-- begin Task inputs --

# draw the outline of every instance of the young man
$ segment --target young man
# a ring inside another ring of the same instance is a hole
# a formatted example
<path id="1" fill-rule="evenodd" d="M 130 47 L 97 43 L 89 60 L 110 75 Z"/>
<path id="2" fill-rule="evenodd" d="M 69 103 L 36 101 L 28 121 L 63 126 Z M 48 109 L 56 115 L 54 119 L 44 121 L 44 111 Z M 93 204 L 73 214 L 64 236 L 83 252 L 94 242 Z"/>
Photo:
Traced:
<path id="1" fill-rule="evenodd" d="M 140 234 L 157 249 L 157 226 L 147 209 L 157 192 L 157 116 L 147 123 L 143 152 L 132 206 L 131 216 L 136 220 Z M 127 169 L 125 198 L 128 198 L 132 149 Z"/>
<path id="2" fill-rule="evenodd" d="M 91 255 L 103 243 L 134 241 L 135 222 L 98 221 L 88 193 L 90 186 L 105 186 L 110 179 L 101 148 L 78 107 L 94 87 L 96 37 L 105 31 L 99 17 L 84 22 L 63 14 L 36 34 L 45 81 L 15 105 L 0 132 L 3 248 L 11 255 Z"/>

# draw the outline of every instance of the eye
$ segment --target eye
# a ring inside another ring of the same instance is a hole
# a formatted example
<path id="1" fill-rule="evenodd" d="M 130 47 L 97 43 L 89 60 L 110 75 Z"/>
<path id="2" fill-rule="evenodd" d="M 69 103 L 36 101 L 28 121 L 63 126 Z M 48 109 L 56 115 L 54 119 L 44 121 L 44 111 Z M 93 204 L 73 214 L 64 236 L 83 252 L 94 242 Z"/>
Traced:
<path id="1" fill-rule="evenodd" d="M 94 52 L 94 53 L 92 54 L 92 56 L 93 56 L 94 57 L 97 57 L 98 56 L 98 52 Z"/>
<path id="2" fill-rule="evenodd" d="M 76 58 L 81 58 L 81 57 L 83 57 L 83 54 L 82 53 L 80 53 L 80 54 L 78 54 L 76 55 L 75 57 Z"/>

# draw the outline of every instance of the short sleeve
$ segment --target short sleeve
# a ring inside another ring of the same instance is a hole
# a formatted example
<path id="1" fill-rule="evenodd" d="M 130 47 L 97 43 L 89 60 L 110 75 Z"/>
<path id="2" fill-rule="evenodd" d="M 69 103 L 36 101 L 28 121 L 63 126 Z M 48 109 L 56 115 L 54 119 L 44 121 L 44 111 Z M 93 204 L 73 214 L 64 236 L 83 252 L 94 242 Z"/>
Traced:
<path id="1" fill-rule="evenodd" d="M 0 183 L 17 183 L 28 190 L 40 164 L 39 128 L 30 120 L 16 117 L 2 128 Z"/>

-- end Task inputs --
-- begin Task inputs --

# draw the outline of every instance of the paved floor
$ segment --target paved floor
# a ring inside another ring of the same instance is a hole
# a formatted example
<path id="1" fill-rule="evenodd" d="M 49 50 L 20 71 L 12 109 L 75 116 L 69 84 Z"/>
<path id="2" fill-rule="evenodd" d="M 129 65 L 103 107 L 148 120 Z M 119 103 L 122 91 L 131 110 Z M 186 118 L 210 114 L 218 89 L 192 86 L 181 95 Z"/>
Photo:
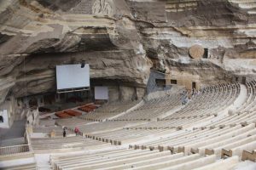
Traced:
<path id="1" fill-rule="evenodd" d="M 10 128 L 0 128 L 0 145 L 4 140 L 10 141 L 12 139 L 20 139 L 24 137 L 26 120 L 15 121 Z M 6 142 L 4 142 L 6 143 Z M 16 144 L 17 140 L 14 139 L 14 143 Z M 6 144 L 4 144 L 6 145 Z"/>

-- end Task inputs --
-- begin Task inputs --

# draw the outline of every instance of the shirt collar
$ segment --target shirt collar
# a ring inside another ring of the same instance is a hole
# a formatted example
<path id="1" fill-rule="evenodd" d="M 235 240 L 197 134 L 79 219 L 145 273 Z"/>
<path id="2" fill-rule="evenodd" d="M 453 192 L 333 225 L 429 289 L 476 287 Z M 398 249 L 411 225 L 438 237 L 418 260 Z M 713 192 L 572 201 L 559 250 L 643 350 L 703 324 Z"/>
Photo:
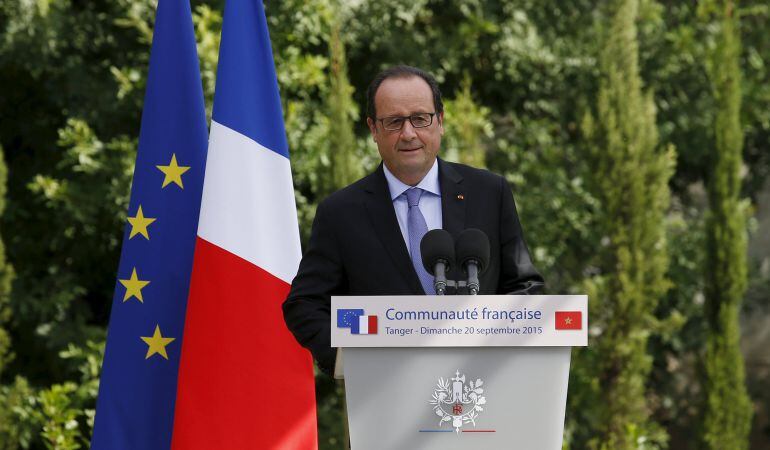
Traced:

-- end Task inputs --

Reproduce, unchanged, the part of the records above that opens with the line containing "# draw the outline of every instance of the short" and closes with the line containing "183 L 17 183", including both of those lines.

# draw the outline of every instance of the short sleeve
$ segment --target short sleeve
# a ring inside another ring of the same instance is a hole
# a formatted example
<path id="1" fill-rule="evenodd" d="M 130 47 L 97 43 L 89 60 L 110 75 Z"/>
<path id="2" fill-rule="evenodd" d="M 69 103 L 36 101 L 28 121 L 63 126 Z M 48 109 L 56 115 L 54 119 L 44 121 L 44 111 Z M 93 204 L 73 214 L 64 236 L 83 252 L 94 242 Z"/>
Traced:
<path id="1" fill-rule="evenodd" d="M 0 183 L 17 183 L 28 190 L 40 164 L 39 128 L 30 120 L 16 117 L 2 128 Z"/>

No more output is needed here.